Decide whether each statement below agrees with the passage on emissions and warming. Answer yes or no and quote the words of the passage that settle it.
(a) With continued 2.5 percent compound growth, the trillion-tonne limit would be reached in under 27 years.
(b) Arctic warming is less amplified than land warming.
(c) A report by the World Bank called 4 degrees Celsius of global warming "cataclysmic."

- Source extract
[Start of section]

Even in the European Union, which has expressed a strong commitment to decarbonization, emissions were up 1.8 percent in 2017. and down 2.5 percent in 2018, resulting in little progress toward decarbonization. Every year that passes where emissions fail to decrease puts the goal of staying under a trillion tonnes farther out of reach.

With continued 2.5 percent compound growth, we hit our trillion-tonne limit in under 27 years. And if the trend continues beyond that time, the dark magic of exponential growth brings our planet to two trillion tonnes in 50 years (4 degrees Celsius of warming, or 7.2 degrees Fahrenheit) and three trillion tonnes (6 degrees Celsius warming, or roughly 10.8 degrees Fahrenheit) just 86 years from now. Just 2 degrees Celsius of warming would have been bad enough; 4 degrees Celsius of global warming would be “cataclysmic,” said a report by the World Bank – hardly a bunch of radical environmentalists. The impacts are familiar: increased forest fires, drought in some places but deluges in others, loss of Arctic sea ice, increase in deadly heat waves, increased food insecurity, sea level rise, and biodiversity loss, among many other impacts – and we know for certain that the hotter it gets, the worse it gets.

And land warms more than the global average, and Arctic warming is even more amplified than land warming. An additional consideration is that there’s a 50–50 chance that the warming is worse than these mid-range forecasts, perhaps much worse. Heat stress could make half the planet uninhabitable for mammals outdoors.

[End of section]

- Data section

[Start of section]

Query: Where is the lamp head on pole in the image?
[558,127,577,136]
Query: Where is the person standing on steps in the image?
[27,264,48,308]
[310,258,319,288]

[End of section]

- Output for this task
(a) Yes: "With continued 2.5 percent compound growth, we hit our trillion-tonne limit in under 27 years."
(b) No: "Arctic warming is even more amplified than land warming."
(c) Yes: "4 degrees Celsius of global warming would be “cataclysmic,” said a report by the World Bank"